Please state how many lines in the listing below contain the string "muzzle", with case counting, and give only that number.

Records from a dataset:
____

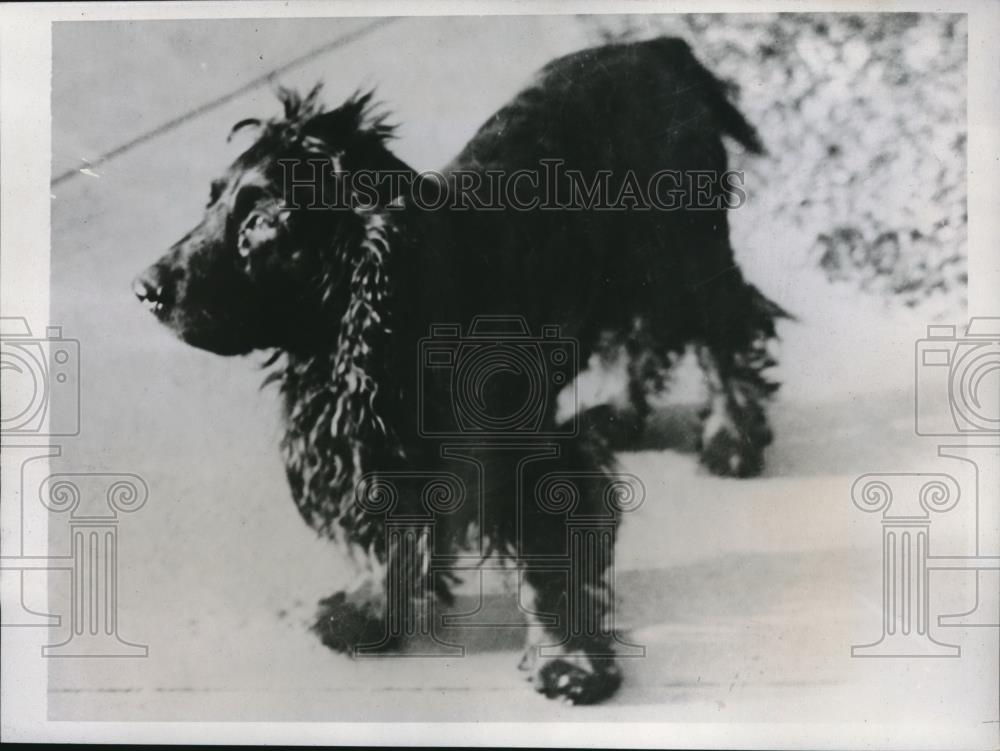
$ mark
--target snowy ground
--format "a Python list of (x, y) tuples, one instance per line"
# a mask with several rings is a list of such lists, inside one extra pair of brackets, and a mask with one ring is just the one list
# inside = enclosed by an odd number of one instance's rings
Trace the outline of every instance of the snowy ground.
[[(58, 28), (53, 174), (366, 23)], [(588, 28), (400, 20), (281, 80), (323, 79), (331, 102), (378, 84), (403, 124), (400, 156), (433, 168), (533, 69), (590, 41)], [(997, 721), (995, 629), (940, 629), (962, 645), (960, 659), (850, 657), (852, 644), (878, 638), (881, 618), (881, 530), (851, 504), (855, 477), (948, 471), (974, 481), (914, 435), (924, 316), (819, 280), (780, 233), (776, 247), (740, 247), (749, 276), (799, 316), (781, 331), (785, 387), (766, 475), (709, 477), (672, 450), (621, 457), (648, 498), (623, 523), (618, 620), (646, 657), (625, 661), (612, 701), (557, 706), (522, 687), (516, 628), (464, 635), (464, 659), (351, 662), (325, 651), (304, 623), (336, 587), (337, 562), (288, 500), (273, 393), (258, 391), (253, 363), (174, 341), (130, 292), (132, 276), (199, 216), (209, 179), (232, 156), (229, 126), (275, 106), (267, 87), (252, 89), (52, 189), (52, 321), (80, 340), (83, 373), (83, 431), (53, 471), (136, 473), (150, 500), (121, 522), (119, 574), (119, 632), (148, 644), (149, 657), (52, 660), (50, 718)], [(759, 221), (752, 201), (736, 212), (737, 246), (741, 226)], [(970, 517), (953, 516), (934, 544), (967, 554)], [(54, 552), (65, 549), (65, 528), (53, 524), (51, 537)], [(947, 586), (932, 613), (971, 605), (968, 576), (935, 576)], [(509, 606), (503, 586), (487, 590)], [(67, 591), (57, 582), (53, 609)]]

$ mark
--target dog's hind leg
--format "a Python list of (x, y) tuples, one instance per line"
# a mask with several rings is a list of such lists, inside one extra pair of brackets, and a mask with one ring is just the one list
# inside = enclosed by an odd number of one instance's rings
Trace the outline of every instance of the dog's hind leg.
[(527, 478), (519, 543), (533, 625), (519, 667), (536, 691), (574, 704), (602, 701), (622, 680), (612, 630), (617, 514), (594, 448), (583, 439)]
[(696, 352), (709, 394), (702, 413), (702, 464), (717, 475), (760, 474), (773, 438), (764, 405), (777, 386), (760, 374), (756, 351), (730, 353), (700, 343)]
[(433, 639), (434, 603), (450, 602), (454, 581), (432, 570), (427, 528), (386, 531), (384, 561), (349, 592), (321, 600), (313, 630), (324, 645), (360, 657), (400, 652), (421, 637)]

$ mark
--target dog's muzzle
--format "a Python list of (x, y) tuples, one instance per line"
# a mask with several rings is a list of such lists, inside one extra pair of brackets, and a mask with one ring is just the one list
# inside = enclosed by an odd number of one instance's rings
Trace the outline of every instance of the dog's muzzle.
[(135, 281), (132, 282), (132, 291), (147, 310), (157, 316), (163, 314), (169, 301), (166, 298), (163, 284), (155, 278), (153, 273), (146, 272), (136, 277)]

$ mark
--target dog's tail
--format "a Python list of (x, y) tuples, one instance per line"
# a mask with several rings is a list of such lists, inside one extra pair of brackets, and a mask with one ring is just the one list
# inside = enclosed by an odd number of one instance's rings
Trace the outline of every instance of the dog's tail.
[(738, 109), (729, 101), (732, 86), (720, 81), (704, 65), (698, 62), (688, 43), (676, 37), (661, 37), (652, 42), (668, 64), (683, 71), (686, 80), (691, 81), (704, 96), (705, 104), (714, 115), (719, 128), (754, 154), (764, 153), (764, 144), (754, 128)]

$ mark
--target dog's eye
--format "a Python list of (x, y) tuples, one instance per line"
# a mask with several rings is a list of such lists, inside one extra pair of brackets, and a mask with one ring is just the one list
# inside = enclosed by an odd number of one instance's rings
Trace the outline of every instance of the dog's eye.
[(208, 206), (211, 206), (222, 196), (222, 191), (226, 188), (225, 180), (212, 180), (208, 191)]

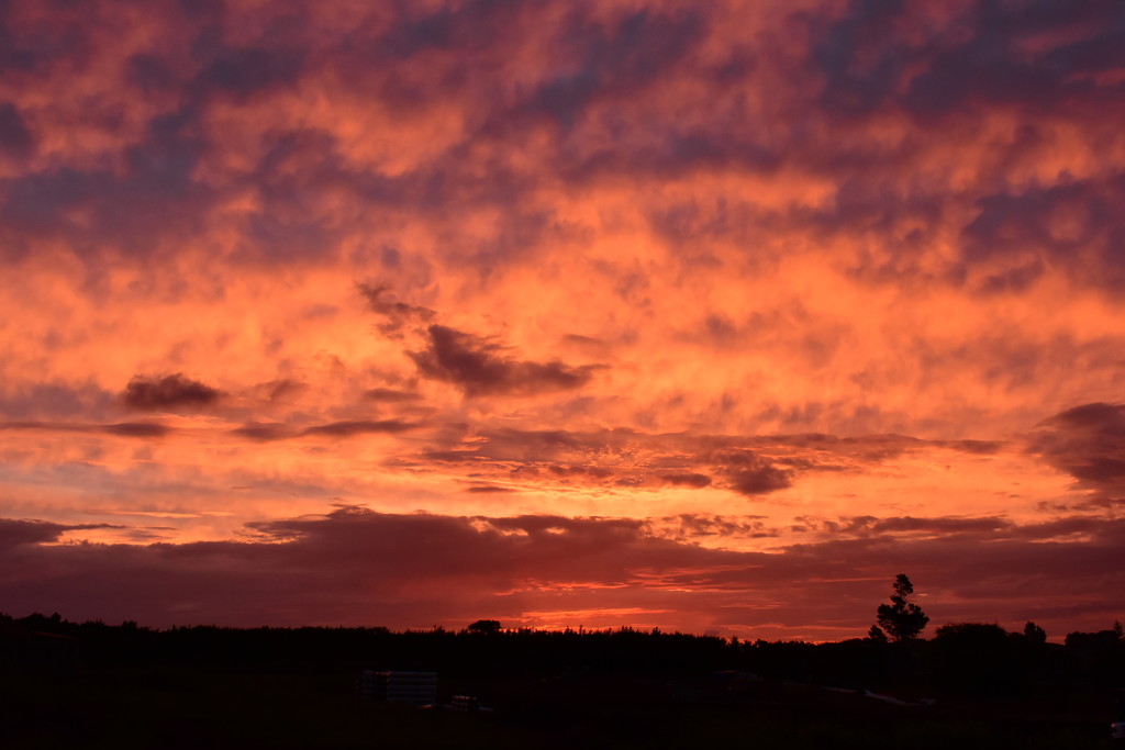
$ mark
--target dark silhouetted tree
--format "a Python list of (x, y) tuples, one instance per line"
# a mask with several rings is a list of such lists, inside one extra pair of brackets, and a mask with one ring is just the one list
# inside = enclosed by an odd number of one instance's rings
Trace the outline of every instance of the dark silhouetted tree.
[(890, 604), (879, 605), (879, 626), (896, 641), (909, 641), (918, 638), (918, 633), (926, 627), (929, 617), (914, 602), (909, 600), (914, 594), (914, 585), (906, 573), (894, 577), (894, 591), (891, 594)]
[(1047, 632), (1035, 623), (1028, 621), (1028, 623), (1024, 625), (1024, 638), (1027, 639), (1027, 642), (1033, 645), (1042, 645), (1047, 642)]

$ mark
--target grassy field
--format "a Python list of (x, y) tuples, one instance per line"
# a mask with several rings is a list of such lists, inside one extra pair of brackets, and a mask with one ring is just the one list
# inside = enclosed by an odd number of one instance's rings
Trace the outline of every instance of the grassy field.
[(460, 714), (356, 694), (354, 672), (145, 667), (2, 678), (0, 747), (30, 748), (1114, 748), (1109, 706), (1078, 696), (889, 705), (783, 683), (628, 674), (442, 680)]

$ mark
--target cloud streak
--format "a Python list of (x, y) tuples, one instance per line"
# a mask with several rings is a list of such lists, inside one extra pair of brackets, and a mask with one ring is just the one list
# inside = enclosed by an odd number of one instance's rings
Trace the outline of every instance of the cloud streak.
[(398, 533), (483, 562), (411, 552), (415, 596), (354, 542), (390, 624), (510, 591), (827, 638), (863, 623), (817, 597), (901, 570), (951, 618), (1094, 617), (1123, 35), (1113, 0), (0, 3), (0, 510), (73, 566), (10, 600), (140, 606), (89, 570), (331, 620), (367, 579), (318, 545)]

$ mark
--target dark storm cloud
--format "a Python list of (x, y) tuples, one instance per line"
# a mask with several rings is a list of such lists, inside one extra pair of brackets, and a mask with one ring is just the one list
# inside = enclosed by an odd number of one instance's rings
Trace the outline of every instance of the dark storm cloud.
[(752, 451), (722, 452), (718, 457), (730, 488), (755, 497), (792, 486), (789, 470), (778, 469)]
[[(753, 516), (687, 514), (663, 521), (678, 525), (686, 541), (655, 536), (639, 519), (393, 515), (341, 507), (326, 516), (251, 524), (261, 541), (40, 546), (66, 527), (6, 521), (0, 562), (9, 573), (0, 577), (0, 596), (17, 614), (65, 605), (72, 618), (127, 616), (158, 626), (304, 625), (310, 618), (429, 626), (497, 608), (520, 616), (548, 603), (620, 607), (642, 599), (713, 612), (717, 624), (766, 626), (780, 617), (862, 635), (894, 573), (903, 570), (927, 595), (926, 609), (936, 623), (1018, 625), (1032, 618), (1028, 613), (1068, 608), (1059, 621), (1044, 618), (1048, 631), (1055, 622), (1066, 627), (1100, 622), (1105, 580), (1125, 576), (1122, 521), (1060, 519), (1050, 534), (1033, 530), (1023, 537), (1020, 527), (1010, 526), (1007, 535), (992, 539), (983, 530), (1002, 526), (994, 518), (979, 519), (981, 537), (965, 537), (968, 524), (919, 518), (908, 525), (950, 533), (827, 537), (771, 553), (705, 549), (691, 541), (770, 534)], [(1068, 535), (1074, 530), (1081, 530), (1080, 540)], [(783, 612), (778, 600), (786, 603)]]
[(394, 335), (408, 325), (423, 325), (436, 317), (436, 313), (426, 307), (407, 305), (395, 299), (387, 286), (360, 283), (357, 288), (367, 299), (368, 308), (385, 318), (378, 326), (385, 334)]
[(29, 156), (35, 141), (19, 110), (10, 101), (0, 101), (0, 152), (9, 156)]
[(316, 425), (315, 427), (308, 427), (300, 434), (351, 437), (352, 435), (362, 435), (367, 433), (399, 433), (413, 430), (418, 425), (415, 423), (403, 422), (402, 419), (354, 419)]
[(73, 422), (0, 422), (0, 430), (37, 430), (44, 432), (105, 433), (123, 437), (163, 437), (174, 432), (159, 422), (118, 422), (115, 424), (81, 424)]
[(214, 405), (222, 395), (222, 391), (181, 373), (162, 378), (134, 376), (122, 392), (122, 403), (137, 412), (196, 410)]
[(665, 523), (675, 525), (677, 541), (686, 541), (699, 536), (732, 536), (742, 539), (766, 539), (778, 535), (777, 530), (770, 528), (756, 516), (720, 516), (700, 513), (681, 513), (676, 516), (662, 518)]
[(1081, 484), (1125, 494), (1125, 405), (1077, 406), (1043, 422), (1028, 440), (1032, 452)]
[(660, 475), (660, 479), (673, 487), (694, 487), (701, 489), (711, 486), (711, 478), (701, 473), (666, 473)]
[(416, 401), (422, 398), (421, 394), (415, 394), (408, 390), (395, 390), (393, 388), (371, 388), (370, 390), (363, 391), (364, 398), (369, 398), (372, 401)]
[(111, 524), (58, 524), (48, 521), (0, 518), (0, 555), (20, 544), (57, 542), (69, 531), (122, 528)]
[(110, 435), (122, 435), (123, 437), (163, 437), (172, 432), (171, 427), (153, 422), (120, 422), (112, 425), (104, 425), (102, 432)]
[(1086, 282), (1105, 282), (1106, 274), (1118, 282), (1125, 278), (1123, 204), (1125, 174), (984, 196), (963, 232), (965, 254), (973, 260), (1032, 253), (1038, 257), (1026, 261), (1026, 273), (1041, 273), (1051, 263)]
[[(853, 0), (822, 30), (810, 16), (818, 31), (812, 58), (827, 76), (822, 106), (853, 117), (892, 106), (918, 118), (981, 105), (1044, 111), (1092, 103), (1098, 87), (1083, 74), (1119, 64), (1106, 54), (1125, 33), (1114, 0), (982, 0), (946, 25), (927, 22), (920, 10), (897, 0)], [(907, 28), (912, 34), (901, 33)], [(1028, 45), (1032, 39), (1038, 44)]]
[(456, 328), (431, 325), (429, 346), (410, 352), (418, 372), (454, 383), (468, 397), (532, 396), (580, 388), (594, 368), (559, 361), (532, 362), (505, 355), (504, 347)]

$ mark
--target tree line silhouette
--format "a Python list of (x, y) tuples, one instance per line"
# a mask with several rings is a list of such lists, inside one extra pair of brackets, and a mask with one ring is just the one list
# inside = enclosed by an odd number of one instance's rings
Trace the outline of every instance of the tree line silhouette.
[[(920, 621), (908, 607), (901, 612), (915, 623)], [(153, 630), (135, 622), (108, 625), (70, 622), (57, 614), (18, 618), (0, 614), (0, 670), (66, 672), (146, 665), (254, 672), (379, 668), (482, 679), (700, 676), (739, 670), (767, 683), (796, 680), (969, 696), (1123, 687), (1125, 639), (1119, 624), (1096, 633), (1070, 633), (1063, 644), (1056, 644), (1048, 643), (1046, 633), (1034, 623), (1027, 623), (1022, 632), (989, 623), (953, 623), (921, 640), (917, 632), (908, 636), (909, 630), (888, 625), (885, 618), (880, 622), (880, 630), (885, 629), (891, 638), (807, 643), (632, 627), (505, 630), (498, 621), (489, 620), (456, 631), (213, 625)]]

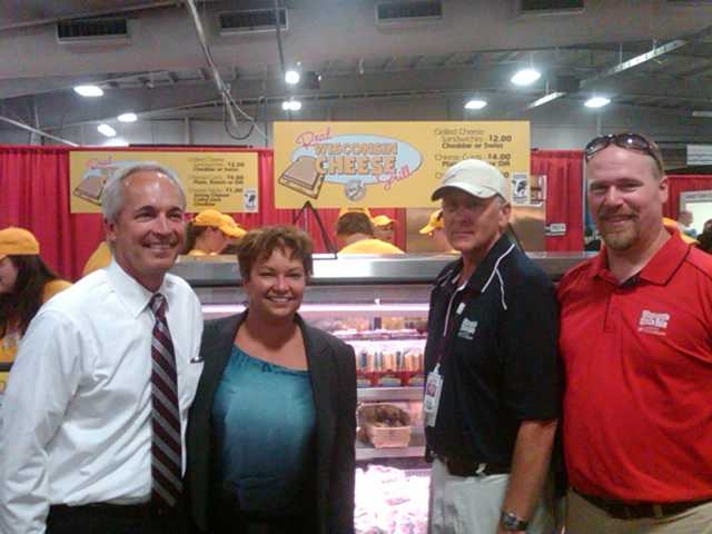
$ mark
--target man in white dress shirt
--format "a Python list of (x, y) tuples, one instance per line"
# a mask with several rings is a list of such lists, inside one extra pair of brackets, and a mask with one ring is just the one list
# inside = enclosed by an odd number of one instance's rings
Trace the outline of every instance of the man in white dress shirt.
[(111, 264), (39, 312), (10, 374), (0, 436), (2, 534), (185, 528), (180, 500), (172, 506), (151, 501), (151, 346), (162, 308), (155, 315), (149, 306), (156, 294), (167, 303), (178, 471), (202, 370), (199, 301), (185, 280), (167, 274), (182, 245), (185, 207), (180, 182), (155, 164), (127, 168), (107, 182), (102, 211)]

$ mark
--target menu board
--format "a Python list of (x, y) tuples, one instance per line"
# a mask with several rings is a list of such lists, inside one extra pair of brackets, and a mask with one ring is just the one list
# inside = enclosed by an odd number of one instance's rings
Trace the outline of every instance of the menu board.
[[(275, 122), (275, 207), (425, 207), (463, 159), (528, 186), (527, 121)], [(523, 196), (517, 196), (518, 204)]]
[(187, 211), (257, 211), (257, 154), (233, 151), (72, 150), (71, 212), (101, 211), (101, 191), (115, 172), (145, 161), (170, 169), (181, 181)]

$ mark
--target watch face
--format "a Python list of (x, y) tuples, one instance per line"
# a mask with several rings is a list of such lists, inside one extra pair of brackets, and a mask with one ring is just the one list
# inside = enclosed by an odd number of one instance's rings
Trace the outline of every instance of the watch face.
[(512, 512), (502, 512), (500, 523), (502, 523), (505, 531), (511, 532), (526, 531), (526, 527), (528, 526), (526, 521), (518, 518)]

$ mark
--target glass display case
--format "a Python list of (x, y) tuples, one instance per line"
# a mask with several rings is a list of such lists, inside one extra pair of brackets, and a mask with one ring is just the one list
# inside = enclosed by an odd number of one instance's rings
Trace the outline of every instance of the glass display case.
[[(556, 280), (581, 254), (531, 254)], [(316, 255), (314, 276), (299, 313), (354, 347), (359, 403), (387, 403), (409, 416), (406, 443), (378, 447), (359, 433), (356, 459), (374, 462), (422, 458), (423, 353), (429, 291), (437, 274), (456, 255)], [(172, 271), (194, 287), (206, 318), (245, 309), (239, 268), (234, 257), (181, 257)]]

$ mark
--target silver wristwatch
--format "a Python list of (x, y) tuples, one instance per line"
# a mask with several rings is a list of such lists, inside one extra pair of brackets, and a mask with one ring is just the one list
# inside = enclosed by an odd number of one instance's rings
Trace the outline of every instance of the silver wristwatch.
[(524, 521), (514, 512), (502, 511), (500, 524), (507, 532), (524, 532), (530, 526), (528, 521)]

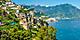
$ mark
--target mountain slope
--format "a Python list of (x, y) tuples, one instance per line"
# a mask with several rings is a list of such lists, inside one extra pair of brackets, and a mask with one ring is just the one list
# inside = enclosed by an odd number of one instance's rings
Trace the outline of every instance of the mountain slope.
[(46, 15), (50, 17), (68, 17), (68, 18), (80, 18), (80, 9), (76, 8), (71, 4), (61, 4), (56, 6), (24, 6), (24, 7), (34, 7), (37, 11), (43, 11)]

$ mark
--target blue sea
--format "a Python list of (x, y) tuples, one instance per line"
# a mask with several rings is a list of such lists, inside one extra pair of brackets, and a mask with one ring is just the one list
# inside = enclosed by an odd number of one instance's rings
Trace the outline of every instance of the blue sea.
[(80, 40), (80, 19), (64, 19), (49, 25), (57, 29), (58, 40)]

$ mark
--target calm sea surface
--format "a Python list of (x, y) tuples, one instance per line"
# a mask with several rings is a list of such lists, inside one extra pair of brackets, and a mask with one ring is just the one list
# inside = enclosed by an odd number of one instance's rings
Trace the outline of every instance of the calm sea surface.
[(80, 19), (60, 20), (50, 23), (57, 29), (56, 38), (58, 40), (80, 40)]

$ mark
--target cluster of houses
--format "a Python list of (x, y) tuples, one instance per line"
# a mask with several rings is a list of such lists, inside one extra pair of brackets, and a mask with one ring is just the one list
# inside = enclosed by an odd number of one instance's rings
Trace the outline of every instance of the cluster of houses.
[[(35, 14), (34, 8), (23, 9), (28, 11), (23, 13), (20, 12), (20, 10), (23, 8), (22, 6), (16, 5), (11, 1), (0, 0), (0, 9), (5, 10), (6, 14), (10, 14), (10, 11), (7, 10), (8, 8), (16, 10), (14, 14), (16, 15), (17, 18), (19, 18), (19, 24), (26, 30), (29, 29), (30, 27), (32, 28), (37, 28), (41, 26), (48, 27), (48, 23), (46, 21), (43, 21), (43, 19), (34, 16)], [(2, 25), (1, 22), (0, 25)]]

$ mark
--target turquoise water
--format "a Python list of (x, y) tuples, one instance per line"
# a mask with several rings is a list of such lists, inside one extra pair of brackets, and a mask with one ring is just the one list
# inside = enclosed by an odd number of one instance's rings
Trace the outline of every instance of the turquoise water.
[(60, 20), (50, 26), (57, 28), (58, 40), (80, 40), (80, 19)]

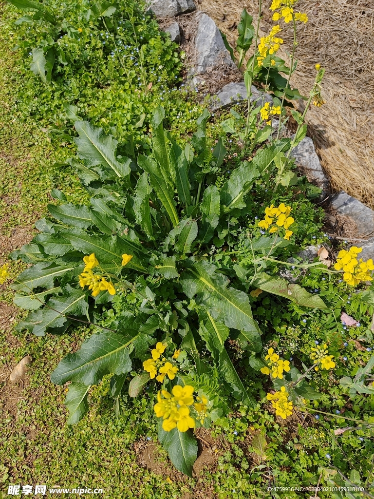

____

__REPLY__
2